(Records from a data collection)
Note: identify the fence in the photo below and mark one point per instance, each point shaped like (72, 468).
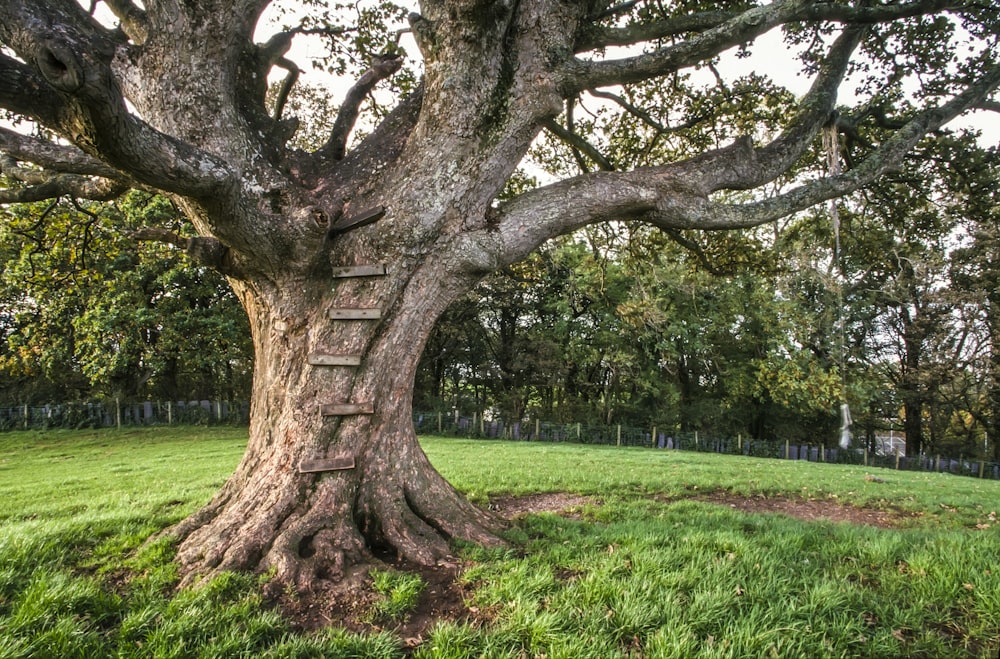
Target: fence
(477, 427)
(103, 414)
(108, 414)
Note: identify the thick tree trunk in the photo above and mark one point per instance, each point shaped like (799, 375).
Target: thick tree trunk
(377, 491)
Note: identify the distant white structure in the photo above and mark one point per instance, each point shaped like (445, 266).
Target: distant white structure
(890, 444)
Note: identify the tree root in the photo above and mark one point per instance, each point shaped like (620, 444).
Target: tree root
(331, 530)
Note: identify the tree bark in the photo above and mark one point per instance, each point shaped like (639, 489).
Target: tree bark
(309, 527)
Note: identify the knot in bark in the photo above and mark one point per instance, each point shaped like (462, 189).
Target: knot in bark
(59, 66)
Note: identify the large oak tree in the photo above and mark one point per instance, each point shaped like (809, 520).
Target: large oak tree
(345, 255)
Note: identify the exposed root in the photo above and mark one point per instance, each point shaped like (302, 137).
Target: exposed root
(318, 541)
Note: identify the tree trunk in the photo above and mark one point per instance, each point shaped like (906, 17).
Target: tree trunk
(378, 492)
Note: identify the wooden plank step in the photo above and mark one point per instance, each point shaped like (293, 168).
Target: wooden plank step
(318, 359)
(357, 220)
(326, 464)
(372, 270)
(347, 409)
(355, 314)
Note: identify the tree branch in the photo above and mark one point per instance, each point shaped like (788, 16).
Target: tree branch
(336, 145)
(132, 18)
(75, 61)
(675, 196)
(41, 185)
(991, 106)
(603, 37)
(25, 92)
(739, 29)
(206, 251)
(51, 156)
(577, 142)
(710, 215)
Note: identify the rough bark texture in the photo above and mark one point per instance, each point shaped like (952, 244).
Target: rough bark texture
(174, 99)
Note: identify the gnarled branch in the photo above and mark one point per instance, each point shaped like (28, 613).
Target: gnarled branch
(205, 250)
(739, 29)
(76, 63)
(676, 196)
(132, 18)
(51, 156)
(336, 146)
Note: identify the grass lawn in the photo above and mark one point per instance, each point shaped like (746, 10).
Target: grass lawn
(653, 556)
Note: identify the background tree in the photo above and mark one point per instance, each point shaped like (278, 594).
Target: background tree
(92, 313)
(174, 97)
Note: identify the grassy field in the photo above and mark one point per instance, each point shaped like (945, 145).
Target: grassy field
(652, 563)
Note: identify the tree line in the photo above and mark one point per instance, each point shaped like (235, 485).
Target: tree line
(759, 332)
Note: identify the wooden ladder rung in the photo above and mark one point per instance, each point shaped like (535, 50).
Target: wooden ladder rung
(326, 464)
(374, 270)
(347, 409)
(319, 359)
(355, 314)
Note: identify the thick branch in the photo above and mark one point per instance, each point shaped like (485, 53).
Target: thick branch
(44, 185)
(886, 158)
(207, 251)
(578, 143)
(604, 37)
(336, 145)
(813, 112)
(132, 18)
(25, 92)
(75, 60)
(739, 29)
(51, 156)
(674, 197)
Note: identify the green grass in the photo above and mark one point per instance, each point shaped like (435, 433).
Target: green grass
(646, 570)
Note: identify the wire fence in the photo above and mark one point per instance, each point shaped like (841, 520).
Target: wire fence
(116, 413)
(618, 435)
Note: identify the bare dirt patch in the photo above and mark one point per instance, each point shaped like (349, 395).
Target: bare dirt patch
(810, 509)
(348, 603)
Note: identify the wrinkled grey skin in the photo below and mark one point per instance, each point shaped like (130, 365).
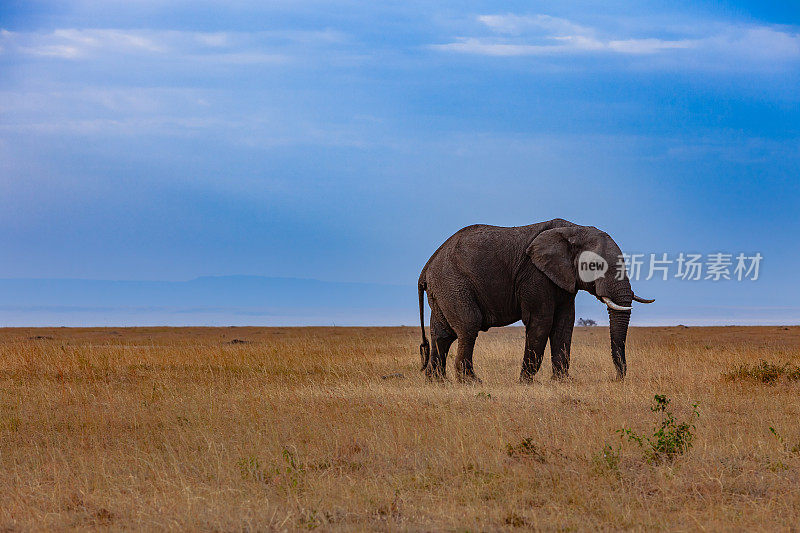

Activity
Images do not belong in the copy; reproduce all other parts of the records above verbatim.

Exercise response
Note: identify the fence in the photo below and mark one point per instance, each point shaped like (72, 468).
Target: fence
(477, 427)
(103, 414)
(108, 414)
Note: identify the thick tree trunk in the photo above and mark one point per instance, each point shaped like (799, 375).
Target: thick tree trunk
(377, 491)
Note: identify the distant white structure in the photo above and mark one point per instance, each point shaped like (445, 266).
Target: distant white structure
(890, 444)
Note: identify the tree root in the photo above and mark one point per instance, each point shaped like (620, 444).
Target: tree root
(331, 530)
Note: identify the tree bark in the photo above and mark one point per instance, each point shaped like (639, 489).
Target: tree bark
(309, 527)
Note: identify the knot in bark in the photo above and mark one point per instance, each point shaped like (462, 189).
Target: knot in bark
(59, 66)
Note: identify the large oak tree in the photo above and mark one point per instance, each point shaped like (809, 520).
Target: large oak tree
(345, 255)
Note: identify the exposed root in the photo above and mark one point per instance, each point shaped like (302, 137).
Target: exposed root
(318, 541)
Note: identify the tree trunk in the photo above and mark one point per instance, each point shaped like (906, 17).
Target: tree trunk
(378, 492)
Note: identify the wooden plank step in the photo above and mark one point per instance, each point shaped like (293, 168).
Target: wooden plank step
(318, 359)
(357, 220)
(326, 464)
(372, 270)
(347, 409)
(355, 314)
Note: identify the tree branch in the photo above and mark one point per instance, each point shaped like (788, 16).
Target: tree branch
(336, 145)
(132, 18)
(75, 61)
(675, 196)
(41, 185)
(991, 106)
(603, 37)
(25, 92)
(739, 29)
(206, 251)
(51, 156)
(577, 142)
(710, 215)
Note: identify the rough bark texture in the photo above and mark one point per instance, each point shaped like (952, 244).
Target: rough bark texture
(174, 99)
Note: identify the gnarled branch in the photo above and mark one point per instance, each point shaped like (28, 613).
Target: gnarled branch
(205, 250)
(739, 29)
(76, 63)
(676, 196)
(132, 18)
(51, 156)
(336, 146)
Note: identify the grass lawn in the photo above and mark one point per instance, each point shaped like (746, 10).
Target: grass lawn
(653, 556)
Note: identify the background tree in the photo above and mark one point per instance, each point shaped like (278, 594).
Target: background tree
(92, 313)
(174, 97)
Note: identify the grassy field in the photo above and mark one point per instance, each point shaped like (945, 145).
Target: grassy field
(652, 563)
Note: identify the tree line in the photo above and mark one point per instance, each point shaped like (235, 485).
Target: tree line
(759, 332)
Note: identify the wooden ladder rung in the photo above and mark one point per instance, each point shaped like (535, 50).
Target: wooden ladder rung
(326, 464)
(374, 270)
(347, 409)
(319, 359)
(355, 314)
Note: identify the thick branch in the photo above and mark one point per instance, each point shaped like (485, 53).
Target: thick branch
(44, 185)
(886, 158)
(207, 251)
(578, 143)
(604, 37)
(336, 145)
(813, 112)
(132, 18)
(25, 92)
(75, 60)
(739, 29)
(51, 156)
(674, 197)
Note: identify the green grass in the photo above and mark one point per instance, each point shaped like (435, 433).
Target: green grass
(646, 570)
Note: identify the wire fence in the photo above and mark one point per instance, each point shaped like (841, 520).
Target: wire fence
(116, 413)
(618, 435)
Note: identify the bare dirt patch in the photo above and mark one point per instance, each point shaped like (349, 395).
Target: bare dirt patch
(810, 509)
(348, 603)
Note: identify the wrinkled grey skin in the photo below and mark one point per instance, each point shaped like (130, 365).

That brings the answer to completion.